START Data section

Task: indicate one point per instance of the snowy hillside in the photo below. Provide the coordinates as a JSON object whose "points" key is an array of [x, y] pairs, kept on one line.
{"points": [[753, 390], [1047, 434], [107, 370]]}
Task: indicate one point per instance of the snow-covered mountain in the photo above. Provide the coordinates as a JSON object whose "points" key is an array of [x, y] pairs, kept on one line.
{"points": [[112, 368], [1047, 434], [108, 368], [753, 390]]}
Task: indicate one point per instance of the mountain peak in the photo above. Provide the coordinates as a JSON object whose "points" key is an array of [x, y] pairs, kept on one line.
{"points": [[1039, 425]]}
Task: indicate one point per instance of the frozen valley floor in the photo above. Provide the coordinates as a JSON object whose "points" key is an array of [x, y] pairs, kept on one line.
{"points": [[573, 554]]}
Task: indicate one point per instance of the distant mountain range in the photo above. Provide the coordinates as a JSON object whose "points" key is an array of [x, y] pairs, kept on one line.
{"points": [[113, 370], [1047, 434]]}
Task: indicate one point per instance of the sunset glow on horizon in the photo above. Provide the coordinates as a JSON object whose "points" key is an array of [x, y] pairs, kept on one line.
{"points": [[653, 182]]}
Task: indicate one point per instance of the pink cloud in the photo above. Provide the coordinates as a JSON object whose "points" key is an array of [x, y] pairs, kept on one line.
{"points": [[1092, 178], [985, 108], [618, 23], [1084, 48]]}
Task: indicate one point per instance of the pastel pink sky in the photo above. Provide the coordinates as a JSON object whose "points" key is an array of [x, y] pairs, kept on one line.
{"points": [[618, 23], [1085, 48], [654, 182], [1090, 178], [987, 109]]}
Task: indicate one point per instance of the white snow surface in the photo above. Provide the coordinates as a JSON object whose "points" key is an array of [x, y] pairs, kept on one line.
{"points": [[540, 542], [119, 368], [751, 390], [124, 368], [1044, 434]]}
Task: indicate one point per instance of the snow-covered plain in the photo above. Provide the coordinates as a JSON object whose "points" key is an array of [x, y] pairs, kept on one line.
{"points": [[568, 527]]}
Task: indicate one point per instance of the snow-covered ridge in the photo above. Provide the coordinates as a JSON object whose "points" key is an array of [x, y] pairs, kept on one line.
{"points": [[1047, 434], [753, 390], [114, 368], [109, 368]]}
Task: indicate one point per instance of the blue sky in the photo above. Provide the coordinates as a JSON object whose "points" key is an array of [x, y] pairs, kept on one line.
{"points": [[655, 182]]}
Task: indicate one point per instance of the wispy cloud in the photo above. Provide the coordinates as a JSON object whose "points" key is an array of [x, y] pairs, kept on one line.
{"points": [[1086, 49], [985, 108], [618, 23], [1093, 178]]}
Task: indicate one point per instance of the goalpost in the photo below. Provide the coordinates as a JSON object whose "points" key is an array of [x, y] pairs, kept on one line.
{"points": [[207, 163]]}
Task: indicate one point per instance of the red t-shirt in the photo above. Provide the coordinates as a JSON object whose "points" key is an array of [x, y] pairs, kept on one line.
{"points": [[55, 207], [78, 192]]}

END Data section

Retype the material exactly.

Task: indicate one point per instance of the snowy hillside in the photo below. Provide the coordinates as a JSON object whose "points" key is an array of [x, y] pairs, kept on one line.
{"points": [[753, 390], [1047, 434], [107, 370]]}
Task: indicate one point per instance of the snow-covered mountain in the photo above. Provide the coordinates as a JSON object whose "points" key is an array of [x, y] pairs, kept on one line.
{"points": [[112, 368], [1047, 434], [108, 368], [753, 390]]}
Task: indicate one point per instance of the mountain peak in the photo above. Provide the coordinates as a JSON object whose "points" key is an array of [x, y] pairs, kept on one line.
{"points": [[1039, 425]]}
Task: indicate one point per instance of the frozen valley floor in the photo above. Provide the coordinates as a JSON object whose "points" key is an array of [x, y] pairs, kept on one line.
{"points": [[573, 554]]}
Task: indicate one point per instance of the distant mountain range in the photo above. Provide the coordinates as a JSON object whose "points" key is an array of [x, y] pairs, kept on one line.
{"points": [[113, 370], [1047, 434]]}
Task: indicate one point per instance of the sunset glow on horizon in the photo above. Provide the coordinates as a JSON object whose "points" key is an array of [x, y] pairs, kept on one line.
{"points": [[653, 182]]}
Task: indicate one point per instance of the pink cloud in the photo above. Provide the coordinates as a JSON object whose "points" key is an array of [x, y] pairs, kept on one line.
{"points": [[1092, 178], [985, 108], [618, 23], [1084, 48]]}
Task: indicate one point per instance of the pastel pink sky in the photo above. Provide the coordinates as a JSON object whose "points" key is an array of [x, y] pairs, kept on one line.
{"points": [[618, 23], [1085, 48], [654, 182], [1090, 178], [987, 109]]}
Task: indicate one point per instance of the white snow surface in the photo above. Provide the coordinates as a JSON object whose "points" key is an array of [x, y] pairs, kept on one line.
{"points": [[540, 542], [119, 368], [751, 390], [124, 368], [1044, 434]]}
Task: indicate one point per instance of the snow-covered plain in the photo above. Provide the coordinates as a JSON object whose "points" key is an array of [x, y] pairs, kept on one line.
{"points": [[568, 527]]}
Task: indicate one point per instance of the snow-covered ridge in the photo above. Provide the coordinates as a JSON object whose "points" key is an array of [x, y] pairs, kept on one line.
{"points": [[1047, 434], [753, 390], [114, 368], [109, 368]]}
Task: indicate one point per instance of the blue sky in the photo above. Provide the coordinates as a JSON object whose "points" key is an array of [x, y] pairs, kept on one line.
{"points": [[655, 182]]}
Task: indicate one point per instance of the wispy cloud in the photo above. Provide the coordinates as a JSON object whose "points" key is an array of [x, y] pairs, kept on one line.
{"points": [[1086, 49], [985, 108], [618, 23], [1093, 178]]}
Task: indicate one point per instance of the goalpost in the photo below. Provide the coordinates as a JSON object whose "points" key is an array of [x, y] pairs, kept on one line.
{"points": [[207, 163]]}
Task: indicate one point per instance of the red t-shirt in the photo above. Provide the coordinates as a JSON object whose "points" key is an array of [x, y] pairs, kept on one line.
{"points": [[55, 207], [78, 192]]}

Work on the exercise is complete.